Listing ->
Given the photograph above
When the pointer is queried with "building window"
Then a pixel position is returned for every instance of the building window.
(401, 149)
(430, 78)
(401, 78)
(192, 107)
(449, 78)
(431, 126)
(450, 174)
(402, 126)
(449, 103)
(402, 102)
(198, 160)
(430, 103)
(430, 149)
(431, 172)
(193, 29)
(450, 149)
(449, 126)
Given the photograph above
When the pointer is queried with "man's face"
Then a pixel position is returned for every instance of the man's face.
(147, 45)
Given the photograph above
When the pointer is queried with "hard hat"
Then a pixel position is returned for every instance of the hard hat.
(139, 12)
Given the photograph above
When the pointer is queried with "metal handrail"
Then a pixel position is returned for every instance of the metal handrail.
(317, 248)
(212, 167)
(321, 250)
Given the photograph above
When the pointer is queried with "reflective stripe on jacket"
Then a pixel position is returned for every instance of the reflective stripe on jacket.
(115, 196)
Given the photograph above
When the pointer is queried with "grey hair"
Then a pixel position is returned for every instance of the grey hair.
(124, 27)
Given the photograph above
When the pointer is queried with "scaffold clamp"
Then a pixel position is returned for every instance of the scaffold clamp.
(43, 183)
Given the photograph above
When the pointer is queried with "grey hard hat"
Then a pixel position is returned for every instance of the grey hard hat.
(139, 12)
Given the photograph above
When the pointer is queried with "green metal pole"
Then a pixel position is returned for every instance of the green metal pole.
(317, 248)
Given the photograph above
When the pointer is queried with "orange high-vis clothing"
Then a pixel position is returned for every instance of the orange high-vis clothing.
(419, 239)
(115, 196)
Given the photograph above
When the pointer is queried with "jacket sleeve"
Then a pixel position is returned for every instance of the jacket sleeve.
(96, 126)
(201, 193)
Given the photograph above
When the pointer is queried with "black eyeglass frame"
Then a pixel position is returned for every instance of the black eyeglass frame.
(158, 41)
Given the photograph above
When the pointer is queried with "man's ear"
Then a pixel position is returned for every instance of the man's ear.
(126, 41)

Written task ->
Each line of the material above needs to be quoted exactly, please.

Solution to the exercise ->
Given the photograph above
When the pointer is queried with "building window"
Then a pixel position is returned for every instance of the building window.
(401, 149)
(430, 78)
(401, 78)
(192, 107)
(449, 78)
(431, 126)
(450, 174)
(402, 126)
(449, 103)
(402, 102)
(198, 160)
(430, 103)
(430, 149)
(431, 172)
(193, 29)
(450, 149)
(449, 126)
Given the photograph above
When the pointer is queried with "man's face"
Then a pixel position is returned for every instance of the man's face.
(147, 45)
Given the photograph above
When the pointer is queried with "hard hat"
Then a pixel position is returned for every instance of the hard hat.
(139, 12)
Given the photograph above
When the pointer is queried with "metal handrail"
Then a pixel position is returned for every instance of the metal handrail.
(317, 248)
(212, 167)
(321, 250)
Given the photograph above
When the pointer is queried with "reflective stripe on jacket"
Then a pixel position is returned for every instance of the reflective stripe on jacket.
(115, 196)
Given the photograph above
When the pointer is queried with "grey hair"
Then a pixel position is returned for every instance of the grey hair.
(124, 27)
Given the photograph above
When the pointer is queried with "scaffold clamp"
Then a pixel position is returned for every instance of the scaffold clamp.
(43, 183)
Given the photograph above
When the pointer is queried with "grey hard hat"
Then a pixel position is returned for every instance of the grey hard hat.
(139, 12)
Given the photograph above
When the pointer is queried with "green metal pole"
Then a pixel position is returned for every instance of the green metal pole.
(317, 248)
Given the photograph above
When the pointer is queried with "orange high-vis clothing"
Then a pixel position is returned for every instance of the orange high-vis clothing.
(419, 239)
(115, 196)
Given the photograph above
When the pointer is queried with "jacket sleeve"
Then a pixel position is returned for every instance of the jacket sleeve.
(96, 126)
(201, 193)
Given the photograph above
When the pointer is queried with "black eyeglass frame"
Then a pixel position is returned for every instance of the black eyeglass frame.
(158, 41)
Given the photograph above
When the pointer is queried with "man's ear"
Then a pixel position is returned for every instance of the man's ear.
(126, 41)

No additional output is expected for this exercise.